_Source extract_
November 12, 2010 - 8:51am
Tulca 2010, Galway’s festival of visual arts

Six artists from Galway City’s Engage Studios will exhibit their work in the Niland Gallery, in Niland House on Merchant’s Road as part of Tulca 2010, Galway’s festival of visual arts..

The participating artists – Jennifer Cunningham, Maria Brennan, Cecilia Danell, Maeve Curtis, Miriam Donohue and Eimear Jean McCormack – are all showing work that was inspired by the coastal region of Galway.

Featuring island life, marine life, climatic change and the Galway cityscape, the exhibition serves to demonstrate the diverse range of practices among the Engage artists, while also showing how the location of Galway can often inspire the artists’ work.

For instance a depopulated island has inspired award-winning artist Jennifer Cunningham’s video piece, Island which was made during the artist’s residency on the now uninhabited island of Inishlacken, off Roundstone. Inishlacken has inspired many artists over the years and Jennifer’s work is the outcome of The Inishlacken Project curated by Rosie McGurran. Island looks at themes of emigration and relocation to the mainland and the piece features a poem written by Anna O’Toole, a native of Inishlacken, who immigrated to America in the early part of the twentieth century.

_Given entries_
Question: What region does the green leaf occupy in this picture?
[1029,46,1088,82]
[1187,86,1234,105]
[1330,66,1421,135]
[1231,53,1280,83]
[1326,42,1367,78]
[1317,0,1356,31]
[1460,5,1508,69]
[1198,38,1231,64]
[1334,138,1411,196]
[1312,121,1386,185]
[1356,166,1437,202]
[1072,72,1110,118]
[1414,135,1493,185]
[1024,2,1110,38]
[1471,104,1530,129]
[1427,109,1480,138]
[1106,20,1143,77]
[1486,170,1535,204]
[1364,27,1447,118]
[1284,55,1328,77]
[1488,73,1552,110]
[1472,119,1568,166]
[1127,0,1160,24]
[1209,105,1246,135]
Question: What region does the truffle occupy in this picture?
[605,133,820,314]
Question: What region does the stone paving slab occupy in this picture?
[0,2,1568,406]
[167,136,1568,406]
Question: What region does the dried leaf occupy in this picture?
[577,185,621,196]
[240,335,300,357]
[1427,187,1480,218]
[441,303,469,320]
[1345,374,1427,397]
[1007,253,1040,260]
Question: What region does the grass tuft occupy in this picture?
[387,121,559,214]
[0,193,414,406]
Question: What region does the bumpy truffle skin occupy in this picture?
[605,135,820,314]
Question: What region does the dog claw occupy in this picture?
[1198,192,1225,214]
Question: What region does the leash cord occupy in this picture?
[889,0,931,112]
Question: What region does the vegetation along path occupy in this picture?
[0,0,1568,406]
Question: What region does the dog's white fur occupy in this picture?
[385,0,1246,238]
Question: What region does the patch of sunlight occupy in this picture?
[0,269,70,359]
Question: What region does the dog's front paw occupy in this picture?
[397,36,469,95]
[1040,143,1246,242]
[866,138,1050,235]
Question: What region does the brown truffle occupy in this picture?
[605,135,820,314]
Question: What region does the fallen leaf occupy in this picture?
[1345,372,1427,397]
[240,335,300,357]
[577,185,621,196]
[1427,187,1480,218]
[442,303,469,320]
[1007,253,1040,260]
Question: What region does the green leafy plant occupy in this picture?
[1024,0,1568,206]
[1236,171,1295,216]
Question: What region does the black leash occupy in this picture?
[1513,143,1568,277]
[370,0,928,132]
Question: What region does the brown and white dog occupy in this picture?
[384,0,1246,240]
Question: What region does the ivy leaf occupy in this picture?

_Problem set_
[a] Reproduce the passage of the Tulca 2010 announcement verbatim, from "Six artists from" up to and including "region of Galway.".
[b] Decide whether each statement agrees with the Tulca 2010 announcement. Answer yes or no for each, and quote the words that decide it.
(i) The Engage Studios artists are exhibiting in the Niland Gallery on Merchant's Road.
(ii) Inishlacken still has residents today.
(iii) Jennifer Cunningham curated The Inishlacken Project.

_Results of the tasks_
[a]
Six artists from Galway City’s Engage Studios will exhibit their work in the Niland Gallery, in Niland House on Merchant’s Road as part of Tulca 2010, Galway’s festival of visual arts..

The participating artists – Jennifer Cunningham, Maria Brennan, Cecilia Danell, Maeve Curtis, Miriam Donohue and Eimear Jean McCormack – are all showing work that was inspired by the coastal region of Galway.

[b]
(i) Yes: "Six artists from Galway City’s Engage Studios will exhibit their work in the Niland Gallery, in Niland House on Merchant’s Road"
(ii) No: "the now uninhabited island of Inishlacken, off Roundstone"
(iii) No: "The Inishlacken Project curated by Rosie McGurran"